● Goal: Swap "tree trunk" for "trunk" everywhere it occurs in the material below, and give back the lines with nothing else altered.

Stored dataset items
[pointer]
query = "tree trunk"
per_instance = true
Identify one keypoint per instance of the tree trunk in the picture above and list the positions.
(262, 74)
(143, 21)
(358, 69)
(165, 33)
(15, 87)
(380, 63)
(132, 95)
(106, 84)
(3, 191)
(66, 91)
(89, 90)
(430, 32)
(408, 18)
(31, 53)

● Task answer:
[pointer]
query = "trunk"
per_instance = true
Identify one keypoint per instance of the trunk in the picture above and list the positions.
(262, 74)
(143, 21)
(358, 69)
(165, 33)
(15, 87)
(380, 63)
(132, 95)
(106, 84)
(3, 191)
(66, 91)
(89, 90)
(430, 32)
(408, 18)
(31, 53)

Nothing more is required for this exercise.